Copy only this range: the line with "Objective — one marker per instance of the stone wall" through the final line of the material, inclusive at both ends.

### Recorded data
____________________

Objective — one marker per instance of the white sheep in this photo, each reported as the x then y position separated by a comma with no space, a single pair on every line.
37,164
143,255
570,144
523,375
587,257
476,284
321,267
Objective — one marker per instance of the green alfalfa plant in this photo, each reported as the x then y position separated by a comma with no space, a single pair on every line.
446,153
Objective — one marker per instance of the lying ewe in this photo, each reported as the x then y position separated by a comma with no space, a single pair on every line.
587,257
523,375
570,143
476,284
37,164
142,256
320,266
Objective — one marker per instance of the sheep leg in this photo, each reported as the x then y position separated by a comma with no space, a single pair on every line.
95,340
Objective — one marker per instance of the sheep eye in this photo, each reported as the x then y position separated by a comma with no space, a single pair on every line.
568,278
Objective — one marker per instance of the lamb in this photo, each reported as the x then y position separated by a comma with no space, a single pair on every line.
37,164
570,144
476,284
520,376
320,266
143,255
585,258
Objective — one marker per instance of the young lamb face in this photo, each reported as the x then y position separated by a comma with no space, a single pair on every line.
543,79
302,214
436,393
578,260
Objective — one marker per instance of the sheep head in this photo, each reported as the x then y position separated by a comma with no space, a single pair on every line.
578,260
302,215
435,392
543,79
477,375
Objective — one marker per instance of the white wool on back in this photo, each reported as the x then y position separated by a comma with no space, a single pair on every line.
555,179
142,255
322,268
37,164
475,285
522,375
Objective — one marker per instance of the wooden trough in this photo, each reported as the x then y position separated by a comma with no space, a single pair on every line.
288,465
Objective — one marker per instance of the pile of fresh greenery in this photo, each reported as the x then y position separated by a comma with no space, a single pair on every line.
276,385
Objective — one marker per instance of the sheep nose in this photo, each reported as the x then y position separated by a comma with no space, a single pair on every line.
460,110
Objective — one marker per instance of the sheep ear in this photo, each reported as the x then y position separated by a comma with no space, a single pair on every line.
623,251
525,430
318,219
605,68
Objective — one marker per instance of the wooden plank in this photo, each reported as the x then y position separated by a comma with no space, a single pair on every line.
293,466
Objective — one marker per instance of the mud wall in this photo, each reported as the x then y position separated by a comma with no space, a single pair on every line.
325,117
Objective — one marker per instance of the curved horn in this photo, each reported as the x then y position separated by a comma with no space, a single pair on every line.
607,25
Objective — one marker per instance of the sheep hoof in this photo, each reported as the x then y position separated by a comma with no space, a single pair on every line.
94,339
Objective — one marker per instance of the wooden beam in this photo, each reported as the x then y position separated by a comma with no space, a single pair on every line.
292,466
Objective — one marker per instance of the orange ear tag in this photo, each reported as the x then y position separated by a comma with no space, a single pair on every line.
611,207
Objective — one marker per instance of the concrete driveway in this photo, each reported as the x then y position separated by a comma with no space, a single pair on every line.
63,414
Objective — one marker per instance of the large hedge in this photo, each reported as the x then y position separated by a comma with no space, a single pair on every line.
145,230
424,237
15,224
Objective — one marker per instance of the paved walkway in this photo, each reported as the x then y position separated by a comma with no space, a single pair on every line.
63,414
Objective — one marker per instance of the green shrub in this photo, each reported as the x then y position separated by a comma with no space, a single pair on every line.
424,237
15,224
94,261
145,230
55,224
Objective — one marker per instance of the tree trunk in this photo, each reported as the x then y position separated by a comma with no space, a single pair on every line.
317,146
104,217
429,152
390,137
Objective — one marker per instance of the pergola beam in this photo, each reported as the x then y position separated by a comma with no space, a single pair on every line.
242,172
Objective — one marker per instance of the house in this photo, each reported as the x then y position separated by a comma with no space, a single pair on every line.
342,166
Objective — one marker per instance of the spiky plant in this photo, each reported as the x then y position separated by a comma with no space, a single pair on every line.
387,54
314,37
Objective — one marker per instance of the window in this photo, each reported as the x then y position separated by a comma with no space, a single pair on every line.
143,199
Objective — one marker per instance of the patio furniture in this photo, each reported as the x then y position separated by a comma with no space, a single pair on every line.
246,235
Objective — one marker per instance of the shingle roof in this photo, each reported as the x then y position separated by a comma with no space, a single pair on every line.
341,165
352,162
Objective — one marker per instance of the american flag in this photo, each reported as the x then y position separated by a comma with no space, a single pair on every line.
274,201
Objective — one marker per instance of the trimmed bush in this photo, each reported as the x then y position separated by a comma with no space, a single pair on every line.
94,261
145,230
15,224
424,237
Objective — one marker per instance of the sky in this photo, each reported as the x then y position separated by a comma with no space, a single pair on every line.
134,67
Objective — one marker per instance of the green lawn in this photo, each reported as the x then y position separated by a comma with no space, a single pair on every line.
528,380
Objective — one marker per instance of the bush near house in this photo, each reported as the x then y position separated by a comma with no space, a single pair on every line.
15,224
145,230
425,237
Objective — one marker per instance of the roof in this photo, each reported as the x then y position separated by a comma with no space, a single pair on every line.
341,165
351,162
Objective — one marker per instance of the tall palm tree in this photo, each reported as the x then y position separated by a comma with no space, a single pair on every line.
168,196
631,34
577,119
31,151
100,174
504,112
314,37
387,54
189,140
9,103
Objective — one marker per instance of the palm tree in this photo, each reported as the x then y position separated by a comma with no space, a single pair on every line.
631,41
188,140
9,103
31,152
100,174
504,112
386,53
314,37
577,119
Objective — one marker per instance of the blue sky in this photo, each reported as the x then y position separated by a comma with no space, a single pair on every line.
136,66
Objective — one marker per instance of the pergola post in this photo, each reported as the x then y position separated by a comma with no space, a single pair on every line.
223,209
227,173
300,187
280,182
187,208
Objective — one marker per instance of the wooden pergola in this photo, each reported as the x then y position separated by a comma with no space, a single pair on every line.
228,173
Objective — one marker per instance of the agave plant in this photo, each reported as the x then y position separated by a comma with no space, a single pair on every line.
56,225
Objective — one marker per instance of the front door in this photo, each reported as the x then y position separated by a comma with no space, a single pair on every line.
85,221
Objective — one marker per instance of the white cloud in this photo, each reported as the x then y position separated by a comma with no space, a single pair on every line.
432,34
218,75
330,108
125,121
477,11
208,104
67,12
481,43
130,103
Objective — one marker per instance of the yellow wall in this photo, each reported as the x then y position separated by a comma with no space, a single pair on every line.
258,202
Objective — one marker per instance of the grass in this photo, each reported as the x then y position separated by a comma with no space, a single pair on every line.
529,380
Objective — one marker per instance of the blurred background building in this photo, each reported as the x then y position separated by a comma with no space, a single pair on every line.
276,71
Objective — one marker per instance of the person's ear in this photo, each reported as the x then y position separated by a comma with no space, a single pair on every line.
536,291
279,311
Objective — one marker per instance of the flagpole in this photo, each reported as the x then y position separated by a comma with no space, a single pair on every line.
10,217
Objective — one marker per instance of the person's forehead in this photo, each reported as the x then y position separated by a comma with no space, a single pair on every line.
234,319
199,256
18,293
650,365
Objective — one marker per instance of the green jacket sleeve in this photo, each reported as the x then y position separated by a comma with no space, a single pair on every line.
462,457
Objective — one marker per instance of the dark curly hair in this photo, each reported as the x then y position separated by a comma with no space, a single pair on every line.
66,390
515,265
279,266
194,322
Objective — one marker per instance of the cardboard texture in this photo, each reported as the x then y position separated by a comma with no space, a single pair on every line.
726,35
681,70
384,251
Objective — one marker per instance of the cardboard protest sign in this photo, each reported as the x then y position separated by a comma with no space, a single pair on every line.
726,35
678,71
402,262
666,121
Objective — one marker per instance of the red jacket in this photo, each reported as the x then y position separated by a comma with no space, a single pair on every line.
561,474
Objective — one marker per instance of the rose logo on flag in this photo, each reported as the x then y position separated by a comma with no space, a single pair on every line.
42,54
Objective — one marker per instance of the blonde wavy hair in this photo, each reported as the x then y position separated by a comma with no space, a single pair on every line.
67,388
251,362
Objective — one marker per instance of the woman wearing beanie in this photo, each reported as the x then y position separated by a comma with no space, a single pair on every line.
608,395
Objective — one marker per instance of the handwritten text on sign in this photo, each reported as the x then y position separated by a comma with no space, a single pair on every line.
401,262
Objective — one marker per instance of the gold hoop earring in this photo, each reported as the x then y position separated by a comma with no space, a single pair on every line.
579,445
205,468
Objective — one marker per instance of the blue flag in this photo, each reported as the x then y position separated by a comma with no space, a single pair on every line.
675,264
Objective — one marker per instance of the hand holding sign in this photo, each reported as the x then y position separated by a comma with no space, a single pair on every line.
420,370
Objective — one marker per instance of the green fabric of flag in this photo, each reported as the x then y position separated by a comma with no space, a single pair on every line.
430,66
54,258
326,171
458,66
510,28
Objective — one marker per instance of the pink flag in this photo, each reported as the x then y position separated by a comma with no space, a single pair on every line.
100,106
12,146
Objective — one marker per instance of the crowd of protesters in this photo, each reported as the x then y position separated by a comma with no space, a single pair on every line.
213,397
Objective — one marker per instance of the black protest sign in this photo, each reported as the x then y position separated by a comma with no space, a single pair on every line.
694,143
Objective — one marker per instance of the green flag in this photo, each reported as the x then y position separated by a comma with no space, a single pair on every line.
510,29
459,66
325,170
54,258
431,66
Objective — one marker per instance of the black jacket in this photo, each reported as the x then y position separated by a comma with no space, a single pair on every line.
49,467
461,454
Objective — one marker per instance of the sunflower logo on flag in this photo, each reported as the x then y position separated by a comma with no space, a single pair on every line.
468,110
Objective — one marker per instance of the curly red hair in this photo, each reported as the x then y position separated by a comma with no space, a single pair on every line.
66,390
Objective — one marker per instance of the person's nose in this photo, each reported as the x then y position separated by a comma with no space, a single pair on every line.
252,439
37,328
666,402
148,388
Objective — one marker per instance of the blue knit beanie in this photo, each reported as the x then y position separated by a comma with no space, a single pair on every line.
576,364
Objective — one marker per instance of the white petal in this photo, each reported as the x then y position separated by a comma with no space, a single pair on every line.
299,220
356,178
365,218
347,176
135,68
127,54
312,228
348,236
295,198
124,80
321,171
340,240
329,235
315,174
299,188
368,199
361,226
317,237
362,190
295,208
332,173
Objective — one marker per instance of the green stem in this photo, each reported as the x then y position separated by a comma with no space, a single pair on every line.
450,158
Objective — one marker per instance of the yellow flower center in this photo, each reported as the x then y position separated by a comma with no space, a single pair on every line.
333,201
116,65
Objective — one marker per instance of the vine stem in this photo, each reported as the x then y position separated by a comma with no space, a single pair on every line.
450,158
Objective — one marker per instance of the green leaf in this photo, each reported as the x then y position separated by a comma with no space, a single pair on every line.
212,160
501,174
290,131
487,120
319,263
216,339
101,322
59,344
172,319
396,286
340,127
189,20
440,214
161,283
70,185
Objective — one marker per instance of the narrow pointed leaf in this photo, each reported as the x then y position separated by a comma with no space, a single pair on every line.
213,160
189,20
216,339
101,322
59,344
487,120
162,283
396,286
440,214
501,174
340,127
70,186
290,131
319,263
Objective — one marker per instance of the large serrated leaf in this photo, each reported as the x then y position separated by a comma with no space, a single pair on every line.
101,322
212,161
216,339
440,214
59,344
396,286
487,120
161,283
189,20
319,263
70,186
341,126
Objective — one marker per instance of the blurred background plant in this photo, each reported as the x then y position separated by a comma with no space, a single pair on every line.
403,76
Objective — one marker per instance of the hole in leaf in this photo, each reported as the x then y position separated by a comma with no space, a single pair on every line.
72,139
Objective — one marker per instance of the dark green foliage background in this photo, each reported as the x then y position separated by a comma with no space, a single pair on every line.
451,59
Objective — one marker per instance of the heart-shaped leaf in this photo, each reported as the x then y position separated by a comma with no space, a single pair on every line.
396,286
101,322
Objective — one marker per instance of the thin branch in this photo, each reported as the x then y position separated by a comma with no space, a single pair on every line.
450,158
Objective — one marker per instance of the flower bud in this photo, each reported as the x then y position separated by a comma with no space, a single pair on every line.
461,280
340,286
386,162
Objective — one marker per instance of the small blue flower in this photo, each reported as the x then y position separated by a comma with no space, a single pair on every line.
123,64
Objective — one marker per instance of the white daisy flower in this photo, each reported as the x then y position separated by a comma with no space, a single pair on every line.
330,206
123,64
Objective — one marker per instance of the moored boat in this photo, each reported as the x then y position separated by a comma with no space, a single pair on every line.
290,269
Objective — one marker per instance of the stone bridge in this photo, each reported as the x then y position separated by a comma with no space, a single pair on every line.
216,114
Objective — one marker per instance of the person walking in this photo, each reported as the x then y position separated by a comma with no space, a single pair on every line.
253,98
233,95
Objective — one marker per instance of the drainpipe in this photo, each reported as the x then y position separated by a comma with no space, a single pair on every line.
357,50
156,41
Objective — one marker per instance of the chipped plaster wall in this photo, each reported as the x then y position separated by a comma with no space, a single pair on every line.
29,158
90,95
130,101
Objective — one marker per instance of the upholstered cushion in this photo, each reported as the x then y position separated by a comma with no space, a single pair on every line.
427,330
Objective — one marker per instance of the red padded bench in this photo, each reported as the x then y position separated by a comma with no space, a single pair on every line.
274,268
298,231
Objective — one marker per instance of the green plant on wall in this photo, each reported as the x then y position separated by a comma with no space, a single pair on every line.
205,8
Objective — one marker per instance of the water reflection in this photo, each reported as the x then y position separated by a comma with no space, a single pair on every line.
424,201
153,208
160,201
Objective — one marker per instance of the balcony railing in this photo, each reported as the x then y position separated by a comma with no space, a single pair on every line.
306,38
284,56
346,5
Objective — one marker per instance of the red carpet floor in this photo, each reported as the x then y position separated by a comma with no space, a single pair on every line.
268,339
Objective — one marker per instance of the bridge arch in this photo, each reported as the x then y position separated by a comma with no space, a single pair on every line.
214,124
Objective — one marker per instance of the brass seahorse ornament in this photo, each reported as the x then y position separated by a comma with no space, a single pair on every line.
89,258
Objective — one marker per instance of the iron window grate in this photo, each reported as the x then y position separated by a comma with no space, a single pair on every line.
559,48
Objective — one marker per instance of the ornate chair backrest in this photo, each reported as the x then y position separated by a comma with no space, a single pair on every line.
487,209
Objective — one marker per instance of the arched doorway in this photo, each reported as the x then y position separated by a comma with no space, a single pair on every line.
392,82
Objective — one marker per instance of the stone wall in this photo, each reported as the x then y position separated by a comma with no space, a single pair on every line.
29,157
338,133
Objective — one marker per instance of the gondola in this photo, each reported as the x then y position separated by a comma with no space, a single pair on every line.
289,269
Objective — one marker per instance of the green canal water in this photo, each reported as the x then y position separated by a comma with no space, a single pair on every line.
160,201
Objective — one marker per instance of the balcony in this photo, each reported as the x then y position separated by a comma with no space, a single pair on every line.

____________________

### Task answer
Objective — one marker per instance of the stone wall in this photo, each reported as the x then y position separated by a comma with no space, a single pair on every line.
29,157
338,133
Objective — one marker per instance of the gondola in this photo, each reported as the x then y position separated by a comma with no space, a single pair on every line.
289,269
Objective — one marker per instance of the green canal water in this photo, each reported as the x then y position separated by a comma with no space, a single pair on every line.
160,201
Objective — one marker per instance of the balcony in this photo, each reported as the x then y position separated by a comma with no space, a single pair on every line.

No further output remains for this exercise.